**CHALLENGE**
Rewrite the records below, starting with the line that contains "Do you see the side" and going on through the line that contains "[258,347,318,362]", keeping every request line. In the answers, offset each coordinate by adding 136 to it.

[Coordinate annotation entries]
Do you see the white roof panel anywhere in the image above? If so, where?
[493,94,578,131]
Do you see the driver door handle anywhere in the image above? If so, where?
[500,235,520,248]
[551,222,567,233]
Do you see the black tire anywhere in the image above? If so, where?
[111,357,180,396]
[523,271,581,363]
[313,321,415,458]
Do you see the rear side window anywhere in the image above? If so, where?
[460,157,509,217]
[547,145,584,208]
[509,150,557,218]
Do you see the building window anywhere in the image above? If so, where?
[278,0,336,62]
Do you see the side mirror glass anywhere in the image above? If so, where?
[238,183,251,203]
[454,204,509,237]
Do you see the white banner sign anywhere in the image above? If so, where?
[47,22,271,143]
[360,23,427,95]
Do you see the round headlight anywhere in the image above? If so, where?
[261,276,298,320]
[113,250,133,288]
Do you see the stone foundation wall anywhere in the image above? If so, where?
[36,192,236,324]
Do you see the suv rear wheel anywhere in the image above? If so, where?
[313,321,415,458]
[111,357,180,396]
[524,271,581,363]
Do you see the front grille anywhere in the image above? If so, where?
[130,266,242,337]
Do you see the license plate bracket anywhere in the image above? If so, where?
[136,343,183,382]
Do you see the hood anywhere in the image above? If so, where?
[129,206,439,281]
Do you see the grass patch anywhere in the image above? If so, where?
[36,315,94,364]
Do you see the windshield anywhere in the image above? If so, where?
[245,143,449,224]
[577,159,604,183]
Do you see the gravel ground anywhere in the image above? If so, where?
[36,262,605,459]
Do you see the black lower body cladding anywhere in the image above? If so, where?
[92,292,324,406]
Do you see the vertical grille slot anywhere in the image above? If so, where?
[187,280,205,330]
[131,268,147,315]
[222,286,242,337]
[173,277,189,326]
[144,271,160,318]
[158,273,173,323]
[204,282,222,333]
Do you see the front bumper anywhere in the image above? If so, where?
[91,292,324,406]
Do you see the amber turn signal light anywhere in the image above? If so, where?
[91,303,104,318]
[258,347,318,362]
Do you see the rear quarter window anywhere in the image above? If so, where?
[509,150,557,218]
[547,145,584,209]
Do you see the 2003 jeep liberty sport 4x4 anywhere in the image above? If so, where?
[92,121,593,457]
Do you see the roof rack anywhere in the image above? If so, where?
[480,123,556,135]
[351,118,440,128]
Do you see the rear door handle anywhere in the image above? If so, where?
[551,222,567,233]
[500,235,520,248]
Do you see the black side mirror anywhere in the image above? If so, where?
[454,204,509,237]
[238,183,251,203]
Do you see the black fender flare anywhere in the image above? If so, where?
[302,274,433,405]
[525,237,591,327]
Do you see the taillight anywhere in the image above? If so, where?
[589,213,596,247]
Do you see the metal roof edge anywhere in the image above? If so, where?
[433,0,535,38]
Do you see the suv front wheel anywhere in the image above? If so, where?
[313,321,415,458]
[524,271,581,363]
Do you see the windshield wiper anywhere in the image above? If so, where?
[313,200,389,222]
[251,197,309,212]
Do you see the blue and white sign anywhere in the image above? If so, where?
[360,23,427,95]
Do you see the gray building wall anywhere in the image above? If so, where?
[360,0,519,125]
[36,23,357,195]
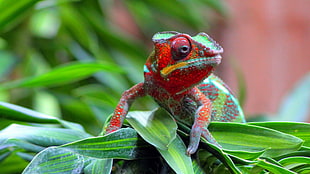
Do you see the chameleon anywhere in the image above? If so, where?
[106,31,245,155]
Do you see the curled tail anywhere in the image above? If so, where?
[197,74,245,122]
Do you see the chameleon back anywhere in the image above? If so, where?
[197,74,245,122]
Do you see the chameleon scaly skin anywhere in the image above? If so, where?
[106,31,244,155]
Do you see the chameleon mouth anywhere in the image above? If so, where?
[160,54,222,77]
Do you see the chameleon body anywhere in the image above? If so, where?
[106,31,244,155]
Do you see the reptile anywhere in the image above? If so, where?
[106,31,245,155]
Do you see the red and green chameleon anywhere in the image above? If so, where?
[106,31,244,155]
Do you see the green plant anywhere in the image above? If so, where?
[0,0,310,173]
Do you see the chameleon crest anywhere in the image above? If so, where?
[106,31,244,155]
[144,32,223,94]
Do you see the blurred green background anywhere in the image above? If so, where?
[0,0,226,135]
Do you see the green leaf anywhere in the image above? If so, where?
[0,124,90,146]
[0,62,121,89]
[84,158,113,174]
[0,0,40,32]
[157,136,194,174]
[61,128,151,159]
[279,156,310,169]
[249,122,310,147]
[208,122,303,157]
[224,150,266,160]
[23,128,150,173]
[0,102,85,132]
[23,147,89,174]
[126,109,177,150]
[256,159,295,174]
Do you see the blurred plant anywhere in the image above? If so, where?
[0,0,309,173]
[0,0,225,134]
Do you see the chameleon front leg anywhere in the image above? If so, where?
[187,87,221,155]
[106,83,146,134]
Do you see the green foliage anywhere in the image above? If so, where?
[0,0,310,173]
[0,104,310,173]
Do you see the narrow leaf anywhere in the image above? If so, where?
[157,136,194,174]
[84,158,113,174]
[61,128,151,159]
[0,124,90,147]
[257,159,295,174]
[0,63,121,89]
[249,122,310,147]
[127,109,177,150]
[23,147,89,174]
[0,102,85,132]
[209,122,303,157]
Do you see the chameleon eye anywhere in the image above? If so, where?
[171,37,191,61]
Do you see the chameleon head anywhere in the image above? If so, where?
[144,31,223,94]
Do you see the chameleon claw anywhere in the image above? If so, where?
[186,124,202,156]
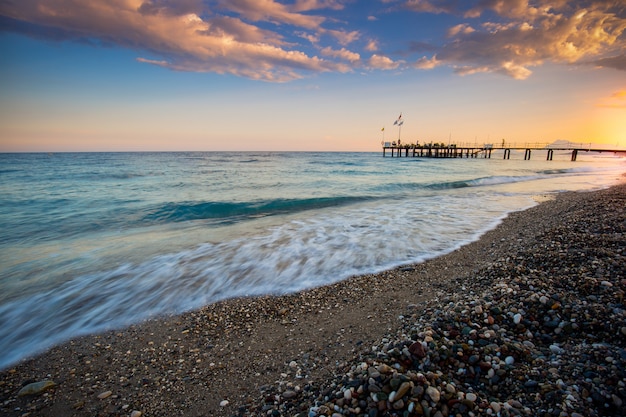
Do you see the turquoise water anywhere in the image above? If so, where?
[0,152,626,369]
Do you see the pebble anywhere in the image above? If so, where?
[17,380,56,397]
[5,186,626,417]
[98,391,113,400]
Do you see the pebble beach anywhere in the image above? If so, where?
[0,184,626,417]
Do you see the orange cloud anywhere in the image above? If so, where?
[405,0,626,79]
[596,89,626,109]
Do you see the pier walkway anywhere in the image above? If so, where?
[383,143,626,161]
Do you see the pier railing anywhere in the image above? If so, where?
[383,142,626,161]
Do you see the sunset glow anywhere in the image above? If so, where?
[0,0,626,152]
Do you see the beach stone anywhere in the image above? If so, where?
[17,380,56,397]
[283,390,298,400]
[409,342,426,359]
[98,391,113,400]
[426,386,441,403]
[396,382,411,399]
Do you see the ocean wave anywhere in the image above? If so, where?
[142,196,368,224]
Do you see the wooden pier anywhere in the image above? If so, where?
[383,144,626,161]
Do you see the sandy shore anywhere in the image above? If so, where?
[0,185,626,417]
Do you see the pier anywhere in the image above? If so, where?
[383,142,626,161]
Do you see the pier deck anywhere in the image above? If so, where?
[383,145,626,161]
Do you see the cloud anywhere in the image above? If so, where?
[368,54,402,70]
[321,47,361,62]
[0,0,348,82]
[413,55,441,69]
[418,0,626,80]
[0,0,626,82]
[219,0,325,29]
[594,55,626,71]
[596,89,626,109]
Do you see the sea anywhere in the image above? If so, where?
[0,151,626,369]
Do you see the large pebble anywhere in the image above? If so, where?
[17,380,56,397]
[426,386,441,403]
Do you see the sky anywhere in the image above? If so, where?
[0,0,626,152]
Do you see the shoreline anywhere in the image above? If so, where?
[0,183,626,417]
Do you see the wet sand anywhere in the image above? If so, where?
[0,184,626,417]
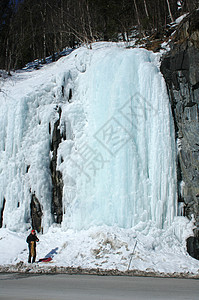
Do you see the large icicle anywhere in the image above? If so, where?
[60,48,176,229]
[0,43,176,231]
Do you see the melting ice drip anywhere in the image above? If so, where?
[0,47,176,230]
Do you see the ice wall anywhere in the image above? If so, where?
[0,44,176,230]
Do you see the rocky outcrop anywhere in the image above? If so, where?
[0,198,6,228]
[30,193,43,232]
[50,108,65,224]
[161,10,199,236]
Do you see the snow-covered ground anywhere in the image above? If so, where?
[0,217,199,275]
[0,43,199,274]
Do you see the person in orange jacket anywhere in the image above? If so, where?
[26,229,39,263]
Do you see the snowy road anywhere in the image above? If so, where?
[0,274,199,300]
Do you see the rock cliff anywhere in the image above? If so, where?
[161,10,199,236]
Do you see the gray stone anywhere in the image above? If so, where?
[161,10,199,236]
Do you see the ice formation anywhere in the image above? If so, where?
[0,44,176,231]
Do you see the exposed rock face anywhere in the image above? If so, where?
[161,11,199,232]
[50,108,63,224]
[0,198,6,228]
[30,193,43,232]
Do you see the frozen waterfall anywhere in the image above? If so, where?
[0,43,176,230]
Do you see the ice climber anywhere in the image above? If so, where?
[26,229,39,263]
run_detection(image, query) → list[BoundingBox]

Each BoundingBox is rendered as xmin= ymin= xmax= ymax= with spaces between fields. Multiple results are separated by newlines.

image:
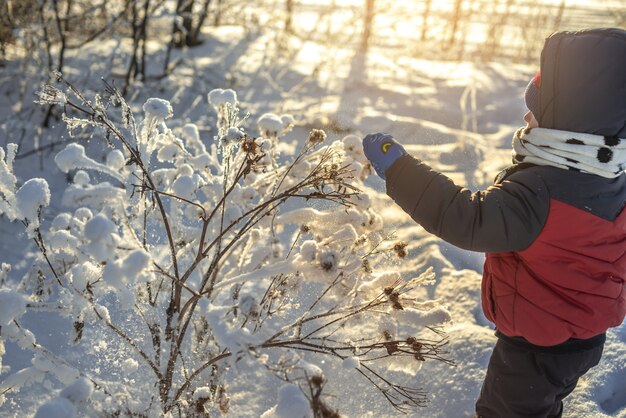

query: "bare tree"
xmin=360 ymin=0 xmax=375 ymax=53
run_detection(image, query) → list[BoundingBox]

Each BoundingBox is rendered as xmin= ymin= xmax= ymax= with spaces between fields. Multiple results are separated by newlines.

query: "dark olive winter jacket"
xmin=386 ymin=29 xmax=626 ymax=346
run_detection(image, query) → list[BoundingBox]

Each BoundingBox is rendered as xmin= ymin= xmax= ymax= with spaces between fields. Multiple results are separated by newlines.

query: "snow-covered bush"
xmin=0 ymin=79 xmax=449 ymax=416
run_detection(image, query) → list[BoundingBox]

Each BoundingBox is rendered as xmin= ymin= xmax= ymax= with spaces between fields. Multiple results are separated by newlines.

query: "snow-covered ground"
xmin=0 ymin=11 xmax=626 ymax=418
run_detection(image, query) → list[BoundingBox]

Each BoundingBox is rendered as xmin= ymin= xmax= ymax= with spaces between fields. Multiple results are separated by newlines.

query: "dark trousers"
xmin=476 ymin=335 xmax=604 ymax=418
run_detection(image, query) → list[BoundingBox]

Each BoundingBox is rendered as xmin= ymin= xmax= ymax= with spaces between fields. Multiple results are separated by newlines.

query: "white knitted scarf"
xmin=513 ymin=128 xmax=626 ymax=178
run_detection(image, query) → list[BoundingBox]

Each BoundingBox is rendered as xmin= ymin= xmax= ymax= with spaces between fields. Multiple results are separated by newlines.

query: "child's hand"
xmin=363 ymin=133 xmax=407 ymax=180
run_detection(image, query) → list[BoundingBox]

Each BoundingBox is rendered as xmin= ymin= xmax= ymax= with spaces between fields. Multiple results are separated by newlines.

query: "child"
xmin=363 ymin=29 xmax=626 ymax=418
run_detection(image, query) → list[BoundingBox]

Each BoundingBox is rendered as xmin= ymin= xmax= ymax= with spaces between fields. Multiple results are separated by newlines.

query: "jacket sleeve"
xmin=386 ymin=155 xmax=550 ymax=252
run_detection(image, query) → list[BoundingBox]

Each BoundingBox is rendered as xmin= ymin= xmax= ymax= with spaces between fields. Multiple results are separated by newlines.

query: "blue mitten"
xmin=363 ymin=133 xmax=407 ymax=180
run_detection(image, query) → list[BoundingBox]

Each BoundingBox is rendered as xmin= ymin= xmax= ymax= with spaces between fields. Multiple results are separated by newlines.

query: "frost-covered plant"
xmin=0 ymin=78 xmax=449 ymax=416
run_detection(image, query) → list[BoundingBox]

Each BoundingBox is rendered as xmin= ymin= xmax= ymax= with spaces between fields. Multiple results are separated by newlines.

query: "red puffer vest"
xmin=482 ymin=199 xmax=626 ymax=346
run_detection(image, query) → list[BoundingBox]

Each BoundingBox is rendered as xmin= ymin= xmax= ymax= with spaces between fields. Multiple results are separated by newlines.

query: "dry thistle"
xmin=393 ymin=241 xmax=408 ymax=258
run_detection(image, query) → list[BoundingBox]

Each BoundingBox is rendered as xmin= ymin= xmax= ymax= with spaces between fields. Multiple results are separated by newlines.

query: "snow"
xmin=0 ymin=6 xmax=626 ymax=418
xmin=34 ymin=398 xmax=77 ymax=418
xmin=143 ymin=97 xmax=174 ymax=121
xmin=85 ymin=213 xmax=115 ymax=241
xmin=261 ymin=385 xmax=311 ymax=418
xmin=15 ymin=178 xmax=50 ymax=222
xmin=207 ymin=89 xmax=237 ymax=109
xmin=59 ymin=377 xmax=93 ymax=403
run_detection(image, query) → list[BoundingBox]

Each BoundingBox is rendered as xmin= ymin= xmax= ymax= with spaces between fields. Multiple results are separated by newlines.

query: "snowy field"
xmin=0 ymin=1 xmax=626 ymax=418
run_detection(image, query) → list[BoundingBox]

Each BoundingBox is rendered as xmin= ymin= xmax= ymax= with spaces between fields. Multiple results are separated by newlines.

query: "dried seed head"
xmin=309 ymin=374 xmax=324 ymax=388
xmin=384 ymin=341 xmax=398 ymax=355
xmin=241 ymin=137 xmax=259 ymax=155
xmin=393 ymin=241 xmax=408 ymax=258
xmin=308 ymin=129 xmax=326 ymax=144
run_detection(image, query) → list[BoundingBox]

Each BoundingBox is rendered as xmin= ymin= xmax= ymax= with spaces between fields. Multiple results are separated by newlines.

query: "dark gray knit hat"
xmin=524 ymin=70 xmax=541 ymax=118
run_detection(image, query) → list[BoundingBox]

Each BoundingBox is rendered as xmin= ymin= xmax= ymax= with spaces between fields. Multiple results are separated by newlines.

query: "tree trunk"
xmin=361 ymin=0 xmax=374 ymax=53
xmin=285 ymin=0 xmax=293 ymax=33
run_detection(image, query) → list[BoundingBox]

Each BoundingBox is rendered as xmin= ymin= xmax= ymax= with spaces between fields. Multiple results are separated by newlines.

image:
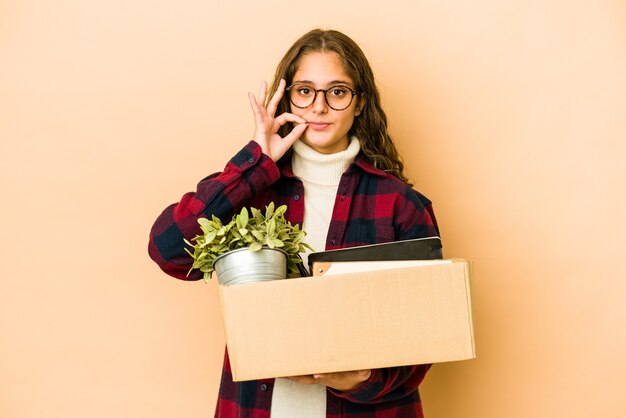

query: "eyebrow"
xmin=293 ymin=80 xmax=352 ymax=86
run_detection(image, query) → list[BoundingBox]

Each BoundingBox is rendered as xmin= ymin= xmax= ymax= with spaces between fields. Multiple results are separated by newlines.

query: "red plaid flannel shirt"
xmin=148 ymin=141 xmax=439 ymax=418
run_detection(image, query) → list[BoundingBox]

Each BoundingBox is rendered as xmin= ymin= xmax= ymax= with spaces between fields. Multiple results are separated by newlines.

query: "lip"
xmin=309 ymin=122 xmax=330 ymax=131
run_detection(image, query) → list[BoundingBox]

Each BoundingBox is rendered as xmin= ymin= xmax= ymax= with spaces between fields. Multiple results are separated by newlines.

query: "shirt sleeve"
xmin=328 ymin=364 xmax=431 ymax=403
xmin=148 ymin=141 xmax=280 ymax=280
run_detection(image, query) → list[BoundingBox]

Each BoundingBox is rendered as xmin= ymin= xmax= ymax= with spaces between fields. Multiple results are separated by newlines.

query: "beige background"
xmin=0 ymin=0 xmax=626 ymax=418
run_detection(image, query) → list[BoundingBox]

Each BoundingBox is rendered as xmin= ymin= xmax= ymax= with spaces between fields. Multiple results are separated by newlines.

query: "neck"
xmin=292 ymin=137 xmax=361 ymax=185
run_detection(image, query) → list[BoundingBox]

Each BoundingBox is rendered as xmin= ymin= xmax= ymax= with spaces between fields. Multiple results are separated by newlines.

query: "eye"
xmin=328 ymin=86 xmax=350 ymax=97
xmin=296 ymin=86 xmax=313 ymax=96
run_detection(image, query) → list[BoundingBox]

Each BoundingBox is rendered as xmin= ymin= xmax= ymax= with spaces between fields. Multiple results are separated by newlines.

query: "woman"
xmin=149 ymin=30 xmax=438 ymax=418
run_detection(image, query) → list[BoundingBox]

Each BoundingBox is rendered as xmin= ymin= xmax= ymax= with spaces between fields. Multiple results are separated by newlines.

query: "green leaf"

**RIGHT ANSWER**
Do you see the side mirror glass anywhere in the image above? If so, where?
[374,319,387,339]
[590,340,645,373]
Do you see the white banner sign anywhere in the image above? If so, where?
[183,158,407,279]
[496,159,563,231]
Do you see the round headlight anywhere in the image above? If so, where?
[397,412,434,456]
[249,386,269,424]
Do you see the stone foundation wall anywhere in the image above? If so, where?
[172,328,372,460]
Do you see the suv rear wheel anywhere in the image above? If so, where?
[449,457,551,594]
[247,493,316,532]
[660,407,717,499]
Do you see the front grille anywhere in the image above? If so, where?
[266,402,378,473]
Do you see the license plate bracket anywhere in the image above? If so, where?
[272,479,319,518]
Do you see the hood anywhere in the image above? If so, where?
[265,342,575,417]
Do you see the grass patch anywhere in the image above? If so, where?
[172,451,230,500]
Do you see the windshield anywhere in the image above? If so, where?
[381,279,585,360]
[713,295,740,319]
Do you see the gravel ground anywhere in the image above? If so, where?
[172,398,741,595]
Do you see the black lower body cladding anywhere in the image above? If so, where?
[228,428,460,542]
Do you see the vertical grille slot anywhere in the image above? If so, where?
[323,416,341,466]
[267,404,283,451]
[358,422,378,473]
[309,413,325,462]
[280,407,296,454]
[294,409,309,459]
[340,418,358,469]
Do you see the front bumper anywhere in the image above? If so, where?
[227,428,460,542]
Do you see the amber turn signal light anywhere in the image above? If so, where?
[227,439,240,454]
[394,483,454,498]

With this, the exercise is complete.